* [About this task]: Would you restate all the entries exactly, leaving nothing out?
----
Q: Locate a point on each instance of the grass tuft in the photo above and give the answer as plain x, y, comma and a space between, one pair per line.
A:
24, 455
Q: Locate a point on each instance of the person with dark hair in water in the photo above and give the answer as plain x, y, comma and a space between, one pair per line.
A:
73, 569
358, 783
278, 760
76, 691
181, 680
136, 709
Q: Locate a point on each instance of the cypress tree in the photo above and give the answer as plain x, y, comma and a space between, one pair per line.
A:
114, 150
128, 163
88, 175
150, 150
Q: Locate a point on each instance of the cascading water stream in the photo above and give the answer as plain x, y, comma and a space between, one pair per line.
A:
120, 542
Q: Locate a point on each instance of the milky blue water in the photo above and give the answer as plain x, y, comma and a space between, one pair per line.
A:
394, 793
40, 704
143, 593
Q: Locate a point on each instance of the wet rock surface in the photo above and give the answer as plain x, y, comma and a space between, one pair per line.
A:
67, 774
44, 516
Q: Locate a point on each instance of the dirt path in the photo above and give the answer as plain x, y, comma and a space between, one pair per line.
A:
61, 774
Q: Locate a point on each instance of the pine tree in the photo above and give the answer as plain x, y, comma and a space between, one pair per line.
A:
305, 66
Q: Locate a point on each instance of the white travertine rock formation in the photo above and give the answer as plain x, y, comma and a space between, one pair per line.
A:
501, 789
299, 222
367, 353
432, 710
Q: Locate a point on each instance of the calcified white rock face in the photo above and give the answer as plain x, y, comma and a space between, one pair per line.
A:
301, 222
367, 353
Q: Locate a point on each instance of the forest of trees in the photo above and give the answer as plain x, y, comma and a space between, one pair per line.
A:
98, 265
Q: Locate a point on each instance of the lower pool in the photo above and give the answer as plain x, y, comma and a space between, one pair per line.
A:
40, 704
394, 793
----
* [Result]:
Q: Locate a point on each instance of the grass tuft in the photo above and give the answer as plain x, y, comma and a space between, one pair per line.
A:
24, 455
Q: Locate a point on each instance of the person with dark hair in water in the photo above and give the answer as plain x, y, comma and a space between, one pair per line.
A:
73, 569
358, 783
278, 760
76, 691
181, 680
136, 709
Q: Locate a point on each instance of the cypress tree in the photo above and give the answer as plain x, y, comma and a space between, one pair per line.
A:
114, 150
128, 163
88, 175
150, 150
Q: Locate a point on each instance of the cascading water stream in the photo above and give the answer as plain x, y, comma and a space between, one pair per line.
A:
120, 542
Q: Locate a point on each instance of the milky blue water in the photo above and give the answer as plain x, y, comma and a space between, one pair per line.
A:
394, 793
40, 704
143, 593
Q: Locate a point on each instance of the wet rock surface in the photo above and give the answer as plain x, y, comma and a space between, one pair per line.
A:
67, 774
44, 516
Q: Locate a point on each instance of the dirt path in the photo above and give the answer as plain x, y, comma and a space between, one pair per line.
A:
61, 774
Q: Locate a point on each instance of the pine tree in the photo above and give the answer as plain x, y, comma and a space between, one pair per line.
A:
305, 66
Q: Locate a point on each instance of the white travertine rock formation in the photo above and give the answer as plain x, y, comma and a space between, one pair per line.
A:
501, 789
299, 222
367, 353
432, 710
Q: Locate a point on each instance of the calcified white rock face in the photo above and give the answer as plain x, y, comma and a space between, one pair per line.
A:
301, 222
367, 353
Q: Locate a point on each instance of the forest of trees in the photo above and give the answer as plain x, y, comma and a space between, one pair per line.
A:
98, 265
Q: Locate a point on each instance of the lower pool in the photo above and give the answer as plain x, y, comma and a space between, one pair per line.
A:
40, 704
394, 793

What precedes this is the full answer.